• **Excerpt provided**
I was able to get a nice trace of the first 10 seconds of boot, showing the BIOS being read. Now I had to make sense of that, so I’ve read parts of the chipset’s datasheet and wrote a script that parses a .csv file generated from the Logic Analyzer and outputs the entire SPI command trace with data and rebuilds the data into a single buffer (I’ve pushed my code to Github if you want it). I was then able to get a nice image of the flash. Only about 43% of the flash was dumped, but it was all that was needed to boot the device, so I assume the data that was not read is simply unused portions of the flash.

logic_analyzer_read_commands

Unfortunately, and I did not know that yet, the data that was read was corrupted. The reason is simply because the logic analyzer wires might have introduced crosstalk and added noise to the data, due to the relatively long wires being used—considering that this is running on 50 MHz, the chances of noise were higher, causing the data to be slightly corrupted. You’ll soon know why this is a problem!

I now (presumably) had a nice dump of the BIOS on hand. Although it was all the data needed to boot the PC, it was still only 42.8% of the actual flash data, so I would have had to do a new and more complete dump, but I didn’t know how I could achieve it without powering the chip:

  • If I turn on the laptop, so the flash is powered, then I can’t talk to the chip because the Southbridge is already controlling it and driving the pins high or low.
  • If instead, I keep the laptop off, and just power the chip, then I will be powering the entire 3.3V rail of the laptop, which could half-boot some other chips, and that just didn’t sound like a good thing for me to do. I didn’t want to be injecting 3.3V into the motherboard while all the other power rails are off, as it might fry some components (maybe not, but I don’t want to run that risk). I’ve seen others mention that they did exactly that (provide external 3.3V power to the chip in order to read it while the PC is off) in the coreboot mailing list and old blog posts, but I was too worried to attempt it myself, considering this is pretty much the only v2 hardware available right now.

So the only solution left for me to finish dumping the BIOS was to remove the chip from the motherboard and use an external flasher to dump it.

Preparing for transplants

I already had plans to replace the SOIC8 flash chip with a socket, because I wanted to have an external flasher and the ability to test my BIOS easily while developing coreboot—otherwise, as soon as I’d flash a bad BIOS, I would run the risk of bricking the laptop.

So the first thing I built was an external programmer, which consisted of an FTDI UM232H board in a breadboard, with a SOIC8 socket soldered on this SMT breakout board from Adafruit. Then I wired everything and tested using some spare SOIC8 flash chips I bought and flashrom was able to read/write to the chip without problems.

2016-12-21-17-52-14

Once that was done, I took every precaution possible before attempting to replace the flash chip on the motherboard itself. After all, I’m not purely a hardware guy—you could say I’m a software guy who plays around with hardware. Thankfully, in the past few years, I’ve learned some soldering skills, but looking at that incredible motherboard was scary. I mean, look at this miniature piece of art, this is what I had to de/re-solder:

2016-12-16-00-20-19

I know the popular method for desoldering a multi-pin chip is to use a heat gun, but I couldn’t see how I could put any kind of broad heat on that area without all these incredibly small resistors being melted and blown away by the hot air. Those resistors looked incredibly small and fragile, and I didn’t know if there were some components on the other side of the PCB that would just fall off the board due to gravity, so the heat gun was not an option.

• **Data provided**
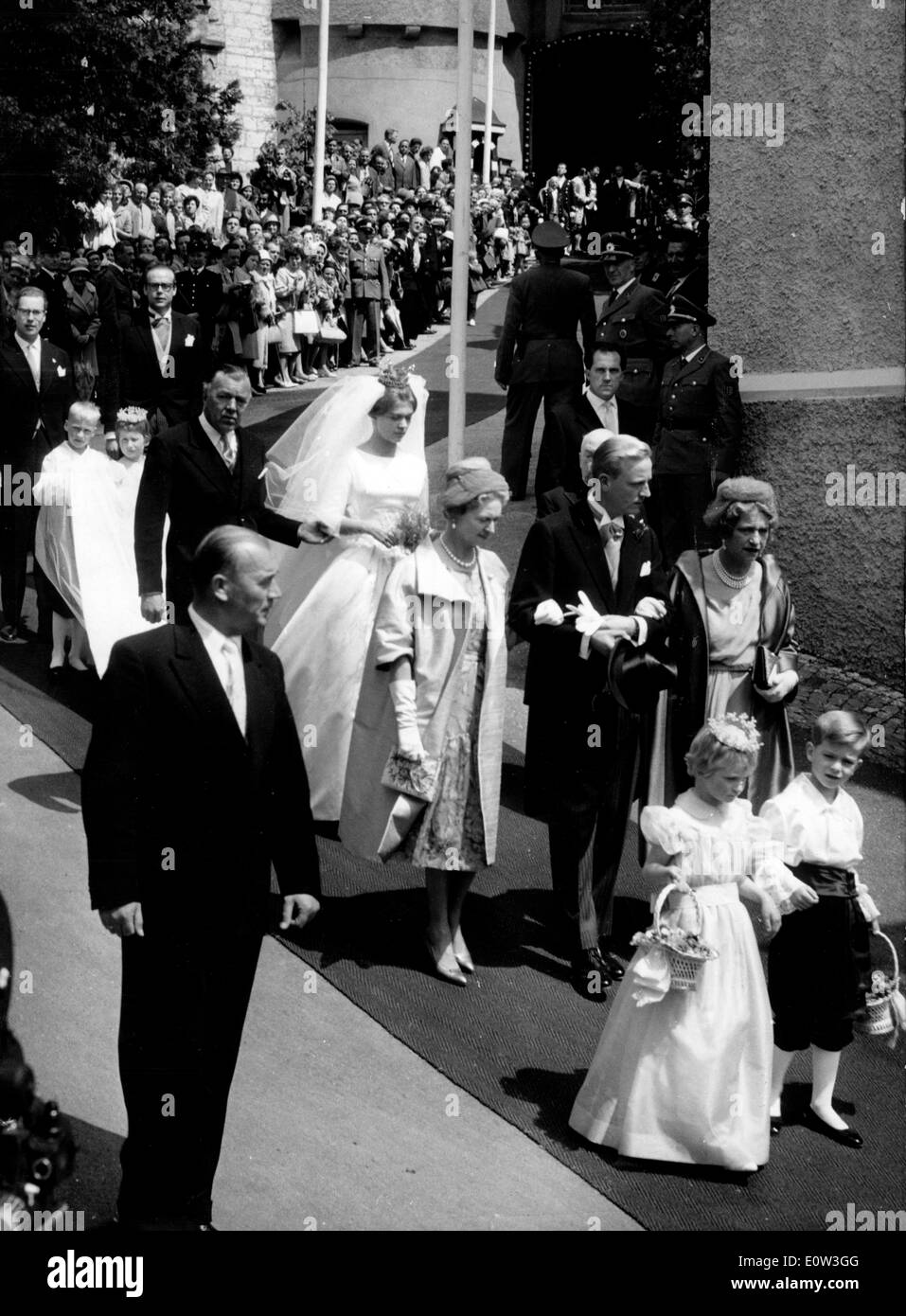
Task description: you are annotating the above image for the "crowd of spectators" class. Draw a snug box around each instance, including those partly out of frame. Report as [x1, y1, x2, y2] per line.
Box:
[0, 128, 704, 450]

• **What to work on**
A. Write out the passage from the excerpt on dumping the laptop's BIOS, starting at "Unfortunately, and I" and ending at "high or low.".
B. Resume the account of dumping the laptop's BIOS, continuing on from its last sentence.
The listing has no part in any of this.

• **Responses per task**
A.
Unfortunately, and I did not know that yet, the data that was read was corrupted. The reason is simply because the logic analyzer wires might have introduced crosstalk and added noise to the data, due to the relatively long wires being used—considering that this is running on 50 MHz, the chances of noise were higher, causing the data to be slightly corrupted. You’ll soon know why this is a problem!

I now (presumably) had a nice dump of the BIOS on hand. Although it was all the data needed to boot the PC, it was still only 42.8% of the actual flash data, so I would have had to do a new and more complete dump, but I didn’t know how I could achieve it without powering the chip:

  • If I turn on the laptop, so the flash is powered, then I can’t talk to the chip because the Southbridge is already controlling it and driving the pins high or low.

B.
I started looking for alternative methods to desolder such components and found this video on how to use a copper wire to lift the pads of the chip while desoldering. I planned to do that, so I first started by soldering one of the spare SOIC8 flash chips I bought with the SOIC8 breakout board, then tried to desolder it, but it just came out by using the solder wick, so I didn’t even get to try this new method. I tried to desolder using the solder wick on the flash on the motherboard as well, but that didn’t work, so I tried the copper wire method… and it didn’t work either. But while trying to do that, I noticed the chip moved easily, so I decided to just spam both sides with solder and remove it that way. It only took a couple of seconds to get it removed! And thus it went very easily, and it was clean, and it was great, and there was much rejoicing!

2016-12-21-17-47-40

No notable damage to surrounding areas, besides the plastic vent grid that had to be damaged a bit by the soldering iron (there was no way around it, and it was needed for the socket to fit anyway) and some slight damage to the ground pin from the motherboard—thankfully, the ground pad is still usable since it remained attached to the motherboard even though the pad itself lifted off the board.

Strange things happen

As you know, by that time I already had a working “external programmer” setup, so I removed the solder from the pads of the original flash chip, put it into the socket on the breadboard, and tried to dump it… but flashrom couldn’t find the chip. No problem; I put the flash chip that I had before (with which I had just tested the working programmer 5 minutes earlier)… and it wasn’t working either! Odd. I assumed some wire got disconnected, so I checked everything twice, but nothing was wrong, so I put back both chips and both were unreadable. I grabbed a brand new chip from the tube I got, and tested it, and it worked. So, for some reason, both the original flash chip from the laptop as well as another flash chip which was on the breadboard (away from the laptop) have decided to both become completely unresponsive within 5 minutes of them being both working. “Hmmm.”

The only explanation I see for this would be some kind of ESD (electro-static discharge) that damaged the chip, but this wouldn’t make sense either because, first of all, I was wearing an anti-static wrist strap (for the first time in my life, because even though I never damaged anything with ESD before, I didn’t want to push my luck with this one-of-a-kind prototype laptop) and, secondly, if it was an ESD it should have damaged one chip—not two—considering that I wasn’t touching both at the same time. I had also disconnected the battery from the motherboard before attempting any work, so I don’t think I fried the chip by causing a short circuit with solder while desoldering (and that still wouldn’t explain the second chip from the breadboard also being damaged). I guess this is one of the big unresolved mysteries of life: why did the chicken cross the road, and why did those chips self-destruct?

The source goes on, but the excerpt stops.